### SHORT EXERCISE
Count the lines in the entries below that contain the string "black", treating uppercase and lowercase letters as distinct, and reply with that number alone.

=== MATERIAL SUPPLIED ===

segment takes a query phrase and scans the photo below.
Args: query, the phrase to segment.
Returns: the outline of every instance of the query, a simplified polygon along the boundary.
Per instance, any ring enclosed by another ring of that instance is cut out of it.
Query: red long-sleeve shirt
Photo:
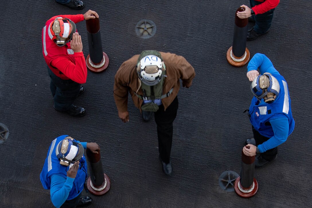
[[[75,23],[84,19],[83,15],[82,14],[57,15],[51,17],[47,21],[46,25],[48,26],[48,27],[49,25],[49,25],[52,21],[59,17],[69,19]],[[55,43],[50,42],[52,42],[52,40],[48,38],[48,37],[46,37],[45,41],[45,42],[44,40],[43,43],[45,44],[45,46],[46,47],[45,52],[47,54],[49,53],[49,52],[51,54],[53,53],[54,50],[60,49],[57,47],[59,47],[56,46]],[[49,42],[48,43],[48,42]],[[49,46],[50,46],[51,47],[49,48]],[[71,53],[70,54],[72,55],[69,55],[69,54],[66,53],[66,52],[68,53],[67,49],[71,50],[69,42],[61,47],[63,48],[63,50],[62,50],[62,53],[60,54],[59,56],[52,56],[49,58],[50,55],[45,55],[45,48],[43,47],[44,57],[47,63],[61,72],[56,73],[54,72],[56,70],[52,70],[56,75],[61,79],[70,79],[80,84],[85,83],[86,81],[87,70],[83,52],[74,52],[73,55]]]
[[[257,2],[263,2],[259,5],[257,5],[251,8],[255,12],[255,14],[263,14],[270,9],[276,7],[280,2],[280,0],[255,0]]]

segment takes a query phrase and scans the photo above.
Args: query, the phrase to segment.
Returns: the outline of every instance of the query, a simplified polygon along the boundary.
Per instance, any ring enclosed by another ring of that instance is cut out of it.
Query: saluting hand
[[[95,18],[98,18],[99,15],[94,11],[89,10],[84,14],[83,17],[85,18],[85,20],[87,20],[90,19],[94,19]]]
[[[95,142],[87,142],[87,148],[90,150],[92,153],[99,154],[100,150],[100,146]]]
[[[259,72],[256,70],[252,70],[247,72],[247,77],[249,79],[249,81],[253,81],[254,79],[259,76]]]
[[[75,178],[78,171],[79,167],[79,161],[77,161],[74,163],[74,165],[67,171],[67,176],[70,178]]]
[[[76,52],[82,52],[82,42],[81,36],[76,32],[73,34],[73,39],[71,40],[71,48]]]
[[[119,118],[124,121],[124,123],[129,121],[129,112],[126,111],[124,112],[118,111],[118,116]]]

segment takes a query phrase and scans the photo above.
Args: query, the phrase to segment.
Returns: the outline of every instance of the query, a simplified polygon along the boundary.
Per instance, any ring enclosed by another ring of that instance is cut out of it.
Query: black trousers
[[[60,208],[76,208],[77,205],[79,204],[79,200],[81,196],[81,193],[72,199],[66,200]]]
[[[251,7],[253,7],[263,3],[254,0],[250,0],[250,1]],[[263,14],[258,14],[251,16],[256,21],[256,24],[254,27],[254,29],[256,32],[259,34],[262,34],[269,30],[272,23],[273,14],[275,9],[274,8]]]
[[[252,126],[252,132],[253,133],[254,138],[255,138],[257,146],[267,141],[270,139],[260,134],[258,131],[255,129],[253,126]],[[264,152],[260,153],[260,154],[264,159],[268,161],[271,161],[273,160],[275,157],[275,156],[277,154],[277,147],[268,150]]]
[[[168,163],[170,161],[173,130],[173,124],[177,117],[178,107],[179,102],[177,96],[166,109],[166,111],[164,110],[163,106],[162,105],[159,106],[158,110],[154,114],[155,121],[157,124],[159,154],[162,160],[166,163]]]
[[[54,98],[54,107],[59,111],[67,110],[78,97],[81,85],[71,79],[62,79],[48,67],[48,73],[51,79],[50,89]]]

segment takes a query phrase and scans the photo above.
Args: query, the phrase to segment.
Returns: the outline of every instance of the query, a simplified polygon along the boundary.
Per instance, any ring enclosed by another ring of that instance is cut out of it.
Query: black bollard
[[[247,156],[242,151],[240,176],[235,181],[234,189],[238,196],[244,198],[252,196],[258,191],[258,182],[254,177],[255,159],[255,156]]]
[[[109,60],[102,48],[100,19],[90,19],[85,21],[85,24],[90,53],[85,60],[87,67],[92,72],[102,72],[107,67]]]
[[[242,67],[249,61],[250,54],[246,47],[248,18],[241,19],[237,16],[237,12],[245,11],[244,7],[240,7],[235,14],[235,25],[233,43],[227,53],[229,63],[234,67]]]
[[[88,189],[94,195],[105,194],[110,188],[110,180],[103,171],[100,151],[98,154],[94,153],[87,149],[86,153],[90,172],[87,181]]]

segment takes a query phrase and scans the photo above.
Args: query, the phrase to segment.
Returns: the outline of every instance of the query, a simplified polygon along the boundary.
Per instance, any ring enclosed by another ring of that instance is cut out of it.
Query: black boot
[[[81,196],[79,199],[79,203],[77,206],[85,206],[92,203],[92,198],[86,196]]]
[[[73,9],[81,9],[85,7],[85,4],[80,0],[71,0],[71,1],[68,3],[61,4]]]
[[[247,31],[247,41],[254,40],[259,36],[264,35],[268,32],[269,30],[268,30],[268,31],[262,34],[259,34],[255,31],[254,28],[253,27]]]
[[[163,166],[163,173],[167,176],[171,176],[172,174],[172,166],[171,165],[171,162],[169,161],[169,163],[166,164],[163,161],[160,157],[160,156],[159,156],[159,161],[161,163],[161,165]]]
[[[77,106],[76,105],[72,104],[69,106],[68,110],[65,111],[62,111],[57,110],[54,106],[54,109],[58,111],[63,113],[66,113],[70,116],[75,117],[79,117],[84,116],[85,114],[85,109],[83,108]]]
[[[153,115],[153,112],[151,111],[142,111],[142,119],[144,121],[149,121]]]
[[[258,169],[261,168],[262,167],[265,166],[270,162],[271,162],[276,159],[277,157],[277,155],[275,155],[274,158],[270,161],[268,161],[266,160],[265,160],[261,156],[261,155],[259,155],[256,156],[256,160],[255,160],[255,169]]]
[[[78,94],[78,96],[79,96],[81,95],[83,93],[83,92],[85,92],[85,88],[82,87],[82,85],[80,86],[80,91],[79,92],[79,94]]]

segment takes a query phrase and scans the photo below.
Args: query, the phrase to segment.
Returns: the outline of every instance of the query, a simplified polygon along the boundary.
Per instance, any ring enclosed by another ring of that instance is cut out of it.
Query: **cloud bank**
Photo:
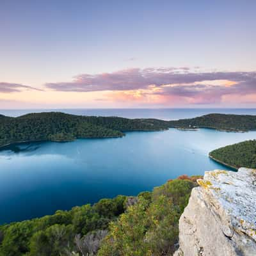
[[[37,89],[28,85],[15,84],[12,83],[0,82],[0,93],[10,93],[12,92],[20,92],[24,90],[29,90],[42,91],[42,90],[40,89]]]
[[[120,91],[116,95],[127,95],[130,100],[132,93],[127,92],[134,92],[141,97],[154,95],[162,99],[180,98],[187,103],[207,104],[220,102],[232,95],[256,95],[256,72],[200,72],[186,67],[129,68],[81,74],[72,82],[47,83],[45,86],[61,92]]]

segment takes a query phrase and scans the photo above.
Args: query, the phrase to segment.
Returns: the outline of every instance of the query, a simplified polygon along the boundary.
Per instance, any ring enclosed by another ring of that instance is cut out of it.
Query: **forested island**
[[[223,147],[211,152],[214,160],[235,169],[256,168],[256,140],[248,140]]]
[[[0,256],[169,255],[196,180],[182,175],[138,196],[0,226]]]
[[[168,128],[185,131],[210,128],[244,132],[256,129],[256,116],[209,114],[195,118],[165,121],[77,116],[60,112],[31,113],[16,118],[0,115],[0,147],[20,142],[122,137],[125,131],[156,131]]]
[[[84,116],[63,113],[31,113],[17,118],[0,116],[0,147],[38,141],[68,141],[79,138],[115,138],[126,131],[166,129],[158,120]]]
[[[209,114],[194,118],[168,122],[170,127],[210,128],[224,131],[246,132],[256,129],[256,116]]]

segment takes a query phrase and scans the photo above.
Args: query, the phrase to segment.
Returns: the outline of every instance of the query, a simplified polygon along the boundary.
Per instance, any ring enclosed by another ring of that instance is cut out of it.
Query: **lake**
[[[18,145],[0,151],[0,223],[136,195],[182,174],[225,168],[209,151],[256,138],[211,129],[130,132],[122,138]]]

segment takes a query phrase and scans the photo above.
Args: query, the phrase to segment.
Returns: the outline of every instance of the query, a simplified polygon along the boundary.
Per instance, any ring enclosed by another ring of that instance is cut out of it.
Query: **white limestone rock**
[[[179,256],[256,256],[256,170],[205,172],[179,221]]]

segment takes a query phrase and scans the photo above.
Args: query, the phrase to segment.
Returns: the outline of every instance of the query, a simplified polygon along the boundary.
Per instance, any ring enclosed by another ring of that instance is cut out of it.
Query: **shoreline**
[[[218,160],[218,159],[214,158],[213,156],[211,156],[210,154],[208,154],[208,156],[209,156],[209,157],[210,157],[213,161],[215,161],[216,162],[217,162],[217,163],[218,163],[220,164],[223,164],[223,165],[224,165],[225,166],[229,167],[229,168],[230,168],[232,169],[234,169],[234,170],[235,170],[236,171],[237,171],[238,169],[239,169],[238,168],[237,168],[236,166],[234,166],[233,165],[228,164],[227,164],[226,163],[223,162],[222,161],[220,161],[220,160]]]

===

### SOLUTION BELOW
3